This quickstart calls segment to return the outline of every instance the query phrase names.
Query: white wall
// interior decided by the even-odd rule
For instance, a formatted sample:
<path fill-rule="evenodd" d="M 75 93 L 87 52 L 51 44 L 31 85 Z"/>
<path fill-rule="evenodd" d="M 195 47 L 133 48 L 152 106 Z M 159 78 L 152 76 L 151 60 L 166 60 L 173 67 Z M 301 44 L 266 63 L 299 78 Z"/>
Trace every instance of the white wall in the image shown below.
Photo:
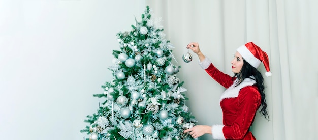
<path fill-rule="evenodd" d="M 0 137 L 83 139 L 144 1 L 0 1 Z"/>

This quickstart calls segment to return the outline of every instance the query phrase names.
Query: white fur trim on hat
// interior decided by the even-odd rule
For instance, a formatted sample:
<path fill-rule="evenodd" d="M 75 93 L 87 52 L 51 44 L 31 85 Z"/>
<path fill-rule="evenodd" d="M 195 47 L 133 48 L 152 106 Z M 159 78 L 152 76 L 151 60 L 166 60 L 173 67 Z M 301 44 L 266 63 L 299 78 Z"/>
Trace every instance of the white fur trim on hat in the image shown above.
<path fill-rule="evenodd" d="M 262 62 L 260 60 L 254 57 L 245 45 L 242 45 L 236 49 L 241 54 L 242 57 L 254 68 L 257 68 Z"/>
<path fill-rule="evenodd" d="M 226 139 L 223 134 L 223 125 L 213 125 L 212 126 L 212 136 L 216 139 Z"/>

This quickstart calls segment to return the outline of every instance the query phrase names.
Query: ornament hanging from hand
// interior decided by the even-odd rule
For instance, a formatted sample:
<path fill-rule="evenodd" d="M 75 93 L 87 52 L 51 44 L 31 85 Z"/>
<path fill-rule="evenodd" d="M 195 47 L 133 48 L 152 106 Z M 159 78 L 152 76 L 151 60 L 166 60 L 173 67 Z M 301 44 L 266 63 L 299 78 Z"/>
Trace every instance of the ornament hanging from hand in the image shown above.
<path fill-rule="evenodd" d="M 183 54 L 182 55 L 182 60 L 183 60 L 183 61 L 185 63 L 189 63 L 192 61 L 192 54 L 189 53 L 188 50 L 187 52 Z"/>

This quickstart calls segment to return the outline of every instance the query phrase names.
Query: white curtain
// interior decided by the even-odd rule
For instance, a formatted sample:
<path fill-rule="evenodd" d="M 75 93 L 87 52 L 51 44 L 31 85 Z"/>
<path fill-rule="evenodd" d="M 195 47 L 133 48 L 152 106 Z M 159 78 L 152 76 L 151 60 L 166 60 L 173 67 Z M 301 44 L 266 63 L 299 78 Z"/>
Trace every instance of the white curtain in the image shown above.
<path fill-rule="evenodd" d="M 219 69 L 233 75 L 230 62 L 236 48 L 252 41 L 267 52 L 271 77 L 264 76 L 269 120 L 257 117 L 257 139 L 318 137 L 318 1 L 314 0 L 146 1 L 161 17 L 174 45 L 178 76 L 188 89 L 187 104 L 199 121 L 222 122 L 219 98 L 224 89 L 199 68 L 198 59 L 183 62 L 185 46 L 198 42 Z M 189 52 L 191 53 L 191 51 Z M 193 54 L 193 53 L 192 53 Z M 261 72 L 265 70 L 261 65 Z M 212 139 L 205 135 L 200 139 Z"/>

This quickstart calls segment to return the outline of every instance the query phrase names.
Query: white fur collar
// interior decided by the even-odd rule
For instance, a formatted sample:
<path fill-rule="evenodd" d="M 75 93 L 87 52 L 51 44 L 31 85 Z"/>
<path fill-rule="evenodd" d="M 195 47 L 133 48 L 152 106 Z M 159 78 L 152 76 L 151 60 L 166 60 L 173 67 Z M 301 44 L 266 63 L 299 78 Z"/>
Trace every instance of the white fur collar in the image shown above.
<path fill-rule="evenodd" d="M 238 82 L 237 78 L 235 79 L 233 83 L 221 95 L 220 102 L 226 98 L 235 98 L 238 96 L 239 92 L 241 89 L 249 86 L 252 86 L 256 83 L 256 81 L 250 78 L 245 78 L 240 85 L 234 87 Z"/>

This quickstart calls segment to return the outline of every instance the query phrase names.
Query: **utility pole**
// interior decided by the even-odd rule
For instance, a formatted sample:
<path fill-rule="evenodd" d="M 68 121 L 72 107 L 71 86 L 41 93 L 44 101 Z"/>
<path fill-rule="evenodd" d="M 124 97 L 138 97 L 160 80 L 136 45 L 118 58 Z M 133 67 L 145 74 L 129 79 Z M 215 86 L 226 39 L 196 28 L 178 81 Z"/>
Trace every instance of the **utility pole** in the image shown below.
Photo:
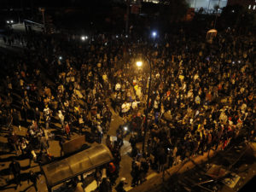
<path fill-rule="evenodd" d="M 128 35 L 128 31 L 129 31 L 129 15 L 130 15 L 130 0 L 126 0 L 126 21 L 125 21 L 126 35 Z"/>
<path fill-rule="evenodd" d="M 46 30 L 45 30 L 45 18 L 44 18 L 44 11 L 45 11 L 45 9 L 44 9 L 44 8 L 41 8 L 40 9 L 40 11 L 42 12 L 42 16 L 43 16 L 43 23 L 44 23 L 44 32 L 46 32 Z"/>

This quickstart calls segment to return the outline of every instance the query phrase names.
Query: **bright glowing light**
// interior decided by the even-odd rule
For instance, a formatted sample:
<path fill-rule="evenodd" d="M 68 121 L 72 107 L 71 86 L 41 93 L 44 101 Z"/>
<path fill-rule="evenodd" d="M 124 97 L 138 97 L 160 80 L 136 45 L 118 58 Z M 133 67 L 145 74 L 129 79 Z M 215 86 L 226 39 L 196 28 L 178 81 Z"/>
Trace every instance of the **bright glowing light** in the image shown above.
<path fill-rule="evenodd" d="M 143 62 L 142 62 L 142 61 L 137 61 L 137 62 L 136 62 L 136 65 L 137 65 L 137 67 L 142 67 Z"/>
<path fill-rule="evenodd" d="M 153 36 L 153 38 L 154 38 L 156 36 L 156 32 L 153 32 L 152 36 Z"/>

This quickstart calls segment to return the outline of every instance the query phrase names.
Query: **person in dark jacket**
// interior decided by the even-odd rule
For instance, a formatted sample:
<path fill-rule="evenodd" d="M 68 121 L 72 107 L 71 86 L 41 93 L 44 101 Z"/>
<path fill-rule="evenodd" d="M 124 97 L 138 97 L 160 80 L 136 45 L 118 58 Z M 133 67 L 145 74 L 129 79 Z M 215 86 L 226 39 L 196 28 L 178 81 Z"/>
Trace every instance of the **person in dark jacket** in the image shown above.
<path fill-rule="evenodd" d="M 125 184 L 127 184 L 127 183 L 125 183 L 125 178 L 122 177 L 120 179 L 120 182 L 118 183 L 118 185 L 115 187 L 115 189 L 117 192 L 125 192 L 126 190 L 124 189 Z"/>
<path fill-rule="evenodd" d="M 13 159 L 12 162 L 9 166 L 9 168 L 10 173 L 12 173 L 14 175 L 14 179 L 17 185 L 15 187 L 15 189 L 18 187 L 19 184 L 20 184 L 20 186 L 21 186 L 21 183 L 20 183 L 20 170 L 21 170 L 20 164 L 18 161 L 15 160 L 15 159 Z"/>
<path fill-rule="evenodd" d="M 31 181 L 33 183 L 36 191 L 38 191 L 37 186 L 38 179 L 39 179 L 38 176 L 34 172 L 30 171 L 28 179 L 27 179 L 27 183 L 29 183 L 29 182 Z"/>
<path fill-rule="evenodd" d="M 110 182 L 107 179 L 107 177 L 102 178 L 102 182 L 99 186 L 99 192 L 111 192 L 112 188 Z"/>

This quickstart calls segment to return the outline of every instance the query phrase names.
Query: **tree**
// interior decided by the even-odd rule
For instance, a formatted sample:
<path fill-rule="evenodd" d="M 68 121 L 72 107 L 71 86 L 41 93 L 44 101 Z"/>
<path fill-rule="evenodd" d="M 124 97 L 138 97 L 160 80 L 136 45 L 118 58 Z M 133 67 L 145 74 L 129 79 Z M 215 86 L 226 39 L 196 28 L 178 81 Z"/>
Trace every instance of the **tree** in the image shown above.
<path fill-rule="evenodd" d="M 186 0 L 160 0 L 160 20 L 167 23 L 180 21 L 186 15 L 189 4 Z"/>

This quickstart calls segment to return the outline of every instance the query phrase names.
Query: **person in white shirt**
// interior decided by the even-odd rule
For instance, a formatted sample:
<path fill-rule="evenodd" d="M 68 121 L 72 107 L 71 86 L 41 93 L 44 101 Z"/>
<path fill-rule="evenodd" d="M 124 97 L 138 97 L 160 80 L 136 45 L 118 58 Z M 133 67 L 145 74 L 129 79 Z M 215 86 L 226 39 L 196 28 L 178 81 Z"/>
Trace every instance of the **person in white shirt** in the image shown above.
<path fill-rule="evenodd" d="M 122 115 L 125 116 L 130 110 L 131 104 L 125 102 L 122 105 Z"/>
<path fill-rule="evenodd" d="M 119 83 L 117 83 L 117 84 L 115 84 L 115 90 L 116 90 L 116 91 L 119 91 L 120 89 L 121 89 L 121 84 L 120 84 Z"/>
<path fill-rule="evenodd" d="M 64 126 L 64 115 L 62 114 L 61 110 L 58 111 L 58 117 L 59 117 L 60 122 L 61 124 L 61 126 L 63 127 Z"/>

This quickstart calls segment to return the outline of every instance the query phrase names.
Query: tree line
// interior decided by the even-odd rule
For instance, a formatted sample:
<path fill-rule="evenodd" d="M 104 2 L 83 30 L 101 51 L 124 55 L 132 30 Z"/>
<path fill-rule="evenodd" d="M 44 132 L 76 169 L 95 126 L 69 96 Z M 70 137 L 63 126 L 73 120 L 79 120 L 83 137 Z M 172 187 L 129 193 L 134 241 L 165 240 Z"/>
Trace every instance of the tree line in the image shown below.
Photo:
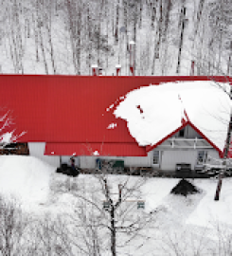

*What the exercise asks*:
Rewrite the lines from the start of the entries through the line containing "137 L 83 139", both included, as a numbered list without blank lines. Leave out the pictures.

*Answer to this task*:
1. This quickstart calls segment to return the outline of every instance the query phrase names.
2. Query: white wall
3. // interior decided by the even-odd rule
4. For instance, a formatted sample:
5. <path fill-rule="evenodd" d="M 75 93 L 87 52 L 51 44 L 31 85 Z"/>
6. <path fill-rule="evenodd" d="M 195 47 L 133 48 L 152 106 Z M 159 78 L 152 76 L 151 60 L 166 60 L 173 67 Z M 301 44 L 266 63 L 299 78 Z"/>
7. Trace every instance of the white wall in the image shown below.
8. Photo:
9. <path fill-rule="evenodd" d="M 0 137 L 83 139 L 144 1 L 0 1 Z"/>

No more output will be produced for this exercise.